• [ESTRATTO DEL DOCUMENTO]:
====

Dal suo insediamento a ottobre 2022 il Governo in carica, a
discapito delle dichiarazioni pre-elettorali, ha operato uno
smantellamento delle due principali misure che hanno sorretto e
rilanciato il comparto dell’edilizia post crisi pandemica: il
superbonus e il meccanismo delle opzioni alternative (sconto in
fattura e cessione del credito).
Superbonus e opzioni alternative: le misure del Governo
Meloni
Tutti ricorderanno, infatti, le prime disposizioni arrivate con
il Decreto Legge n.
176/2022 (Decreto Aiuti-quater), convertito con modificazioni
dalla Legge n.
6/2023, mediante il quale la scelta è stata quella di limitare
al 90% il superbonus per l’anno 2023 vincolandone l’utilizzo con
aliquota maggiorata a determinate condizioni (CILAS e delibera
assembleare entro una certa data). Da quel provvedimento sono poi
arrivati altri 14 correttivi in meno di due anni il cui fine è
stato quello di mettere un freno ad una detrazione che, secondo le
analisi del Governo, stava costando troppo alle casse dello
Stato.

====

• [DATI IN ESAME]:

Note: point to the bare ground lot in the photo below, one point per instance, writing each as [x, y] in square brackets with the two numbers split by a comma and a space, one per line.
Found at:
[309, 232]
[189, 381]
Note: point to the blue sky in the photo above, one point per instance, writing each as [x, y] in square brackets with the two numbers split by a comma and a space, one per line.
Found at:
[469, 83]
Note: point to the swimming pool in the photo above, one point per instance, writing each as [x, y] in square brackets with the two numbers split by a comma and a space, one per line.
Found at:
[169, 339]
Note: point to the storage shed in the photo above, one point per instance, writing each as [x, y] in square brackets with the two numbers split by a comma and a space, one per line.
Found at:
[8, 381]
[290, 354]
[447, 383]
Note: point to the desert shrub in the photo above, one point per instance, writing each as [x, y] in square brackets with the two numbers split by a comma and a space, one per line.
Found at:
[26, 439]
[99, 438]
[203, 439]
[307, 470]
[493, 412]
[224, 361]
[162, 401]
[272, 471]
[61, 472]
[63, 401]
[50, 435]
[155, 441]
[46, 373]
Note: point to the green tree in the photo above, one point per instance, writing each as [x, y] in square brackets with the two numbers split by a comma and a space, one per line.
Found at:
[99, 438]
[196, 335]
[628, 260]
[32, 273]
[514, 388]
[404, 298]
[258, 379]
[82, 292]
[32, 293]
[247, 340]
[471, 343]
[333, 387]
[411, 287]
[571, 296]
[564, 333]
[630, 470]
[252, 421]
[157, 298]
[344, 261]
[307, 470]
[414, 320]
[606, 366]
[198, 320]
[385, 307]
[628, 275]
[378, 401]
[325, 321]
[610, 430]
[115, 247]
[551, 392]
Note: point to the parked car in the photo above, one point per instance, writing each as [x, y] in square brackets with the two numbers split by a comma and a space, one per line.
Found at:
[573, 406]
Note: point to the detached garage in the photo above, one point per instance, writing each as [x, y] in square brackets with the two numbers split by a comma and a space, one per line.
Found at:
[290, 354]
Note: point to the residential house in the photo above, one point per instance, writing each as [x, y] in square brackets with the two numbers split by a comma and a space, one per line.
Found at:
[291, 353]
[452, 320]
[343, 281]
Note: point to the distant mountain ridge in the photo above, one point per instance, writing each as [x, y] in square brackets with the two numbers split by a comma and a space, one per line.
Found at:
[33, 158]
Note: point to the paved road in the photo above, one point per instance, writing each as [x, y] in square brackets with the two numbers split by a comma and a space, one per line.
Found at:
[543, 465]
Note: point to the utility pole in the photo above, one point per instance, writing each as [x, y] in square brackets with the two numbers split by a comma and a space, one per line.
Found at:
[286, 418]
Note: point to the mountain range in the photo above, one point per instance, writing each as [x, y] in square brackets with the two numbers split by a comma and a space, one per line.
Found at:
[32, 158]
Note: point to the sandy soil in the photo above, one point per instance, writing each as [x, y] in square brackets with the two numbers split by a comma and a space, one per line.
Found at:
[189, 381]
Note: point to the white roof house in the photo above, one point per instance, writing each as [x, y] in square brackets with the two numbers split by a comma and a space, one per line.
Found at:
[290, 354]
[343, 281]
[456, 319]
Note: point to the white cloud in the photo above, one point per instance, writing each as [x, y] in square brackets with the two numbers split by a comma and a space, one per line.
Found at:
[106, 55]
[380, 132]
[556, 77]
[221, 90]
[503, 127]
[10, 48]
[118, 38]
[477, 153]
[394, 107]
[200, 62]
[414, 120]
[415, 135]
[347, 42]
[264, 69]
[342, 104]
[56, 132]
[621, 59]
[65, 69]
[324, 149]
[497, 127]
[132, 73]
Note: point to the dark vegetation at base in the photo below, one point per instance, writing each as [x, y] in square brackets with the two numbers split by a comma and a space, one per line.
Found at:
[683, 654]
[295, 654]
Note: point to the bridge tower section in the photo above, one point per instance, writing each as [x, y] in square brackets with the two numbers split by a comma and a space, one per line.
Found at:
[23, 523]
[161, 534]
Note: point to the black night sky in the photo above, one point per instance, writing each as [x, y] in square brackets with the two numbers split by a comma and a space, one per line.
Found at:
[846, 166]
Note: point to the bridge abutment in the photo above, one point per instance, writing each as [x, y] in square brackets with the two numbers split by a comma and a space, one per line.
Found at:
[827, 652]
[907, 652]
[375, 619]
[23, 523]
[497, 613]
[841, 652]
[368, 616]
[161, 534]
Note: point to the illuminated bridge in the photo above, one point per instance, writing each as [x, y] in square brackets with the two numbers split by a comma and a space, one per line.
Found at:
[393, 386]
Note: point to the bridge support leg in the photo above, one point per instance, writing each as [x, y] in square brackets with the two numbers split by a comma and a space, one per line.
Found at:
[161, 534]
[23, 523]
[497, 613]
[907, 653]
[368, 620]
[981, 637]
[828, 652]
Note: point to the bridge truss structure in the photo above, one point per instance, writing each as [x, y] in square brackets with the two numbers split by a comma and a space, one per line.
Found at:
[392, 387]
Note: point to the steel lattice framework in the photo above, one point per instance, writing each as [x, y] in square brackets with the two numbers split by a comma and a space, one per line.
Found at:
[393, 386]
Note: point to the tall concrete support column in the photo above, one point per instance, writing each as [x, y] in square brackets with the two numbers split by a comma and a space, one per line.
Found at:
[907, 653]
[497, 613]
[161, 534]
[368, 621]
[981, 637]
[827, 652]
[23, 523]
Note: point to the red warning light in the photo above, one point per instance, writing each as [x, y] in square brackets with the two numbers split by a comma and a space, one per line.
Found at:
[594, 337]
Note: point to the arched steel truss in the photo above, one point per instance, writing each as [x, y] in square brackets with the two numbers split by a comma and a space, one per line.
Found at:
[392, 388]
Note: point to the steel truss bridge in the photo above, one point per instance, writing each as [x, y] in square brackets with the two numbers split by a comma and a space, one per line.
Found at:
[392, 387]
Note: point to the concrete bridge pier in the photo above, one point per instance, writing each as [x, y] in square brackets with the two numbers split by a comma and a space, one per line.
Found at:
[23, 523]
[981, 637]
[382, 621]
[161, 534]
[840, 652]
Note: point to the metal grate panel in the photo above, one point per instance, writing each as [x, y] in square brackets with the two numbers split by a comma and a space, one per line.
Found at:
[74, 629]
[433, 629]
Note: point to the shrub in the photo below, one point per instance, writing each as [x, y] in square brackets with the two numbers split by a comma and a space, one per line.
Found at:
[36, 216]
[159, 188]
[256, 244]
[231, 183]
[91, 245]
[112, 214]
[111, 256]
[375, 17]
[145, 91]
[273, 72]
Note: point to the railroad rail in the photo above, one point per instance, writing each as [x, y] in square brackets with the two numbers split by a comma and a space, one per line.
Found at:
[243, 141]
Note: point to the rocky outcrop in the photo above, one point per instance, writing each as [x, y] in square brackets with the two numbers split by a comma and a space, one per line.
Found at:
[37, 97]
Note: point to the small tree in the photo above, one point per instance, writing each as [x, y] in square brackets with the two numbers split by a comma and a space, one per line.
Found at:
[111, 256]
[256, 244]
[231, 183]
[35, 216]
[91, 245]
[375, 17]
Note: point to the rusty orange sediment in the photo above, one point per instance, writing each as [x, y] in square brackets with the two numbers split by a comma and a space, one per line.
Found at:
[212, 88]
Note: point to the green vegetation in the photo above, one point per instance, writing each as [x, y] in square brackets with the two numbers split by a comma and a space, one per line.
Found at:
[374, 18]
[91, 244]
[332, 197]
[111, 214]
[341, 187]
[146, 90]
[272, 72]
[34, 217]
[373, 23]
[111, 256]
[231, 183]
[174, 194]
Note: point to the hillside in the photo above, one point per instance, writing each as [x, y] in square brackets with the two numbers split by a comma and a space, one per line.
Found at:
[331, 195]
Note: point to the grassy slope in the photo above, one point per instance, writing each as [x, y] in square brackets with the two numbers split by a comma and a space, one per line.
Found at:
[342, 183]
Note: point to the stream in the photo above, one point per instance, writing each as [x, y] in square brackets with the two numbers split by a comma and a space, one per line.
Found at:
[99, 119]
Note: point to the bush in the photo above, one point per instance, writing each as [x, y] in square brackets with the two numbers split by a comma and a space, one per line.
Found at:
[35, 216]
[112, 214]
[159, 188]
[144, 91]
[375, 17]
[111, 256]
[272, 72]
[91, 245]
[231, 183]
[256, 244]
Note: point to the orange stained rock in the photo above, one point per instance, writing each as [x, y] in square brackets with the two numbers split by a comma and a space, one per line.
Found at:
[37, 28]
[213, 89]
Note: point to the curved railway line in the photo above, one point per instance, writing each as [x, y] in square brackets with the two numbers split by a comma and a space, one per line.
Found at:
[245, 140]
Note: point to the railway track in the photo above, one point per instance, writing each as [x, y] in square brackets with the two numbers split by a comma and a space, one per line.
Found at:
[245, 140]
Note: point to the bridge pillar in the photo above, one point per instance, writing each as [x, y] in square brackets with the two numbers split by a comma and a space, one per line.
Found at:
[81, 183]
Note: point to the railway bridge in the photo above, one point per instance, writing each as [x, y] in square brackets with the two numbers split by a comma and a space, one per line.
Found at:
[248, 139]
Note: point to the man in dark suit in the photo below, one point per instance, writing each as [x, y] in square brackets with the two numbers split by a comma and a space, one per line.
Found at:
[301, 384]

====

• [COMPITO A]:
Rispondi alle seguenti domande sull'estratto sul superbonus.
(i) Da quale mese e anno è in carica il Governo?
(ii) A quale percentuale il Decreto Aiuti-quater ha limitato il superbonus per il 2023?
(iii) Quanti correttivi sono arrivati dopo quel provvedimento, e in quanto tempo?
• [COMPITO B]: Per favore, ricopia il passo dell'estratto sul superbonus compreso tra "Dal suo insediamento" e "dalla Legge n.", inclusi.

• [RISPOSTA A]:
(i) Da ottobre 2022.
(ii) Al 90%.
(iii) Altri 14 correttivi, in meno di due anni.

• [RISPOSTA B]:
Dal suo insediamento a ottobre 2022 il Governo in carica, a
discapito delle dichiarazioni pre-elettorali, ha operato uno
smantellamento delle due principali misure che hanno sorretto e
rilanciato il comparto dell’edilizia post crisi pandemica: il
superbonus e il meccanismo delle opzioni alternative (sconto in
fattura e cessione del credito).
Superbonus e opzioni alternative: le misure del Governo
Meloni
Tutti ricorderanno, infatti, le prime disposizioni arrivate con
il Decreto Legge n.
176/2022 (Decreto Aiuti-quater), convertito con modificazioni
dalla Legge n.